Provided material:
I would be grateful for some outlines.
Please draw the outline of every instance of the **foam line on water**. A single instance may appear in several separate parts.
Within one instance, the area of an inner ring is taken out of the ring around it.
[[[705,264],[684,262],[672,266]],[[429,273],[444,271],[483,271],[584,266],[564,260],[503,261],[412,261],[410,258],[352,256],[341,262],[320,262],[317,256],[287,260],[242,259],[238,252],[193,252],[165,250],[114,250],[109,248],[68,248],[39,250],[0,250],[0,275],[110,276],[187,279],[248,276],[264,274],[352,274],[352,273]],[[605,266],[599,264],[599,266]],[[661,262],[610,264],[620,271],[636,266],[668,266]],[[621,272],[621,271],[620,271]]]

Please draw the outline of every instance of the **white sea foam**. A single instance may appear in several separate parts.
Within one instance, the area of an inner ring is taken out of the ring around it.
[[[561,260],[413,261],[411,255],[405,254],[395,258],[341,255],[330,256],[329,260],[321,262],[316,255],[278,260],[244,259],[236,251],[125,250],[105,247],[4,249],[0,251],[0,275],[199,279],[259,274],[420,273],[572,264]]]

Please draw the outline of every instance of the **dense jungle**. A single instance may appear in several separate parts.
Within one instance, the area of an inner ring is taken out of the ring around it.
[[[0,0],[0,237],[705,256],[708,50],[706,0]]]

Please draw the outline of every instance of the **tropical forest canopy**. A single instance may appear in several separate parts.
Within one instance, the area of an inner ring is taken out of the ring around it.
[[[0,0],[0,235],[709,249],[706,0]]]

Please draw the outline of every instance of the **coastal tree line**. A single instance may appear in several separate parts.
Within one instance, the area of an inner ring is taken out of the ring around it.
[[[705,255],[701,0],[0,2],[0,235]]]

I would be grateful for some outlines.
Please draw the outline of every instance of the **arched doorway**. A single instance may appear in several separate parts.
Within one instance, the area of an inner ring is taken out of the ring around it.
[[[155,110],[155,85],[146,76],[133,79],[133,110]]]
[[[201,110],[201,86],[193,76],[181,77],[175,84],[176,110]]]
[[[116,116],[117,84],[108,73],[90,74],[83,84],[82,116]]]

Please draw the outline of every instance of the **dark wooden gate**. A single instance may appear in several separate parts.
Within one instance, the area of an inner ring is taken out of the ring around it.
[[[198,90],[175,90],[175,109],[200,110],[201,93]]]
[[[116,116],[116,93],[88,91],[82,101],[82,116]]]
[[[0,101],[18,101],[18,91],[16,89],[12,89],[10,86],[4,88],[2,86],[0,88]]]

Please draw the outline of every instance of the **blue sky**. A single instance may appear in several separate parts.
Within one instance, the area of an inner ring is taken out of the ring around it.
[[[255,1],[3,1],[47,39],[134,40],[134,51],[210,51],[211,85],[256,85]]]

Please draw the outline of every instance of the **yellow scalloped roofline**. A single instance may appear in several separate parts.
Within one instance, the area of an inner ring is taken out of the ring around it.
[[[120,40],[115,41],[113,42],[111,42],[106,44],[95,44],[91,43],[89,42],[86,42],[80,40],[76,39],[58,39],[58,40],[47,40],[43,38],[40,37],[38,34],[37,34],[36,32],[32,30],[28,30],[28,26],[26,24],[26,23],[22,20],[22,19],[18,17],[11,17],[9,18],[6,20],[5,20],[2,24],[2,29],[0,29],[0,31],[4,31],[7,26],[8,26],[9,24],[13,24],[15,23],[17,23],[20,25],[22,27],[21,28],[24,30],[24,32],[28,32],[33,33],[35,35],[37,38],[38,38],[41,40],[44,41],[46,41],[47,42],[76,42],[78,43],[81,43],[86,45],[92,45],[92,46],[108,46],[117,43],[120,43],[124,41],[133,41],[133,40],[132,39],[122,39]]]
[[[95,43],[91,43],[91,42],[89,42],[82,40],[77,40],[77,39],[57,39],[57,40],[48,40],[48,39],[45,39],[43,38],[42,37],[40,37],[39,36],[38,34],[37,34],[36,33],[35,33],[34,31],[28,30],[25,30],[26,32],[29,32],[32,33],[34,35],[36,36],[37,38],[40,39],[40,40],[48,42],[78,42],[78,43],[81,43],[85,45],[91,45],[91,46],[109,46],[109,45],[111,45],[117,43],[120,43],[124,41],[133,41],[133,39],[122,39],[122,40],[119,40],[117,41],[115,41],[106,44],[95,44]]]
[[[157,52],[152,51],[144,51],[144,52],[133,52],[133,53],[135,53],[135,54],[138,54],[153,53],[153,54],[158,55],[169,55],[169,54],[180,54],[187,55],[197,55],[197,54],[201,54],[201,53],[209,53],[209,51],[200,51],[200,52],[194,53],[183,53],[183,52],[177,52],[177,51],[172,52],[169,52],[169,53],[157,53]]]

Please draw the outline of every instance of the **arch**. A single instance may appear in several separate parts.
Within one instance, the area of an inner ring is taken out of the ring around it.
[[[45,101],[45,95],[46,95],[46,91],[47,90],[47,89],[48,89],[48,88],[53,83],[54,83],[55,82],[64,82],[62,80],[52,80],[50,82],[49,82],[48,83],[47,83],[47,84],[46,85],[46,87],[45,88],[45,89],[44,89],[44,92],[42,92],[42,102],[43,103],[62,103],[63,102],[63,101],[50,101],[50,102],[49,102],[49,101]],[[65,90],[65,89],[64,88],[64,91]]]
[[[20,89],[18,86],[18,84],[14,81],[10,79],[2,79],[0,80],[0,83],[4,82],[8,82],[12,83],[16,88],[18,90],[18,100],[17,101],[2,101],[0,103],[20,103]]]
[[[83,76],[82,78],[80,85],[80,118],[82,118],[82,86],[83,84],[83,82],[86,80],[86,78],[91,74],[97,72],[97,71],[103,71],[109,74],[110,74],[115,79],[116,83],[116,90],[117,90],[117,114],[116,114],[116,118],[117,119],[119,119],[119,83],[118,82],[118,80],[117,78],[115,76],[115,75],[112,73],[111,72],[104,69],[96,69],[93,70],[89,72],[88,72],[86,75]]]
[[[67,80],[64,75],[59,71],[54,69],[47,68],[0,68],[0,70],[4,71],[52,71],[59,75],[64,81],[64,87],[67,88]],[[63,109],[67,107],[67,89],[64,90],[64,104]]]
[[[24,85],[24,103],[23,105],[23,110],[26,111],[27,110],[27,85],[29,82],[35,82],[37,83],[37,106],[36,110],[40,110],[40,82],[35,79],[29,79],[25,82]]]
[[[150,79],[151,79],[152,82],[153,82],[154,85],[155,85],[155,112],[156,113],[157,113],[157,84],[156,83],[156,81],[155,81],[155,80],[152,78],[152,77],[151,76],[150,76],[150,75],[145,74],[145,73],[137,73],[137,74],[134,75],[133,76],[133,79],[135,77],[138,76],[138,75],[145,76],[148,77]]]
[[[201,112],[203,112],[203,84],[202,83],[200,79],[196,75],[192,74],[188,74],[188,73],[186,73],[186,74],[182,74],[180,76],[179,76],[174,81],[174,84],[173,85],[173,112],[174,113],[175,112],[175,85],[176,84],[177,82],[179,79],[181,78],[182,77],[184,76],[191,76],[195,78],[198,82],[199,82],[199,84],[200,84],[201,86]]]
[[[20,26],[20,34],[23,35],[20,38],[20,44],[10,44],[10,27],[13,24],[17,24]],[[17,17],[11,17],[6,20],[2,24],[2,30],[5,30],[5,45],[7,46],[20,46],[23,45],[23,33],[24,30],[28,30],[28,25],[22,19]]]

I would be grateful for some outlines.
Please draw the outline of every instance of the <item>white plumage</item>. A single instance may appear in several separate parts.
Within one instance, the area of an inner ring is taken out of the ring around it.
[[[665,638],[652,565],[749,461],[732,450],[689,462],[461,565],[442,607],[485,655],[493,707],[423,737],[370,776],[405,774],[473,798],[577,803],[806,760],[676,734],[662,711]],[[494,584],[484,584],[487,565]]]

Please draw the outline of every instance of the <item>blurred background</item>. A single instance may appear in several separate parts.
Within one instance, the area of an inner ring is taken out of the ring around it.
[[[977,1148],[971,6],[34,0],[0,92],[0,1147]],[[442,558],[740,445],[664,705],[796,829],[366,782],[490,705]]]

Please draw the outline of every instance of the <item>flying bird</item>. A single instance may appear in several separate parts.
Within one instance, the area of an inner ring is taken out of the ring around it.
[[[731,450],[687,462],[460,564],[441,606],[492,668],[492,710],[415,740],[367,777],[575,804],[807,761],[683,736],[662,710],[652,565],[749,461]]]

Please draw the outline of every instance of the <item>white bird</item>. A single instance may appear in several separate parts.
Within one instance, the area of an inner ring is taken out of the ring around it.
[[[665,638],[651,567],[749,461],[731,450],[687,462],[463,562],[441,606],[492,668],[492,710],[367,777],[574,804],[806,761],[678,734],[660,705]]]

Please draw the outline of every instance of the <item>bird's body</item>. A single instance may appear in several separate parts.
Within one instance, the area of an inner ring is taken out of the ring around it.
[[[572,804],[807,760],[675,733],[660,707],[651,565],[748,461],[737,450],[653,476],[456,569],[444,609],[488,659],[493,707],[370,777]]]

Aim: Render the stretch of lines from the one containing "Please draw the outline of every instance of the **coastal" through the one containing "[[[705,255],[701,0],[0,2],[0,235]]]" as a JSON list of strings, with one string per line and any blank lines left out.

Answer:
[
  "Please draw the outline of every instance of the **coastal tree line**. A single instance may appear in several separate parts.",
  "Within one instance, the area of an inner ring is taken out of the ring around it.",
  "[[[705,255],[701,0],[0,2],[0,235]]]"
]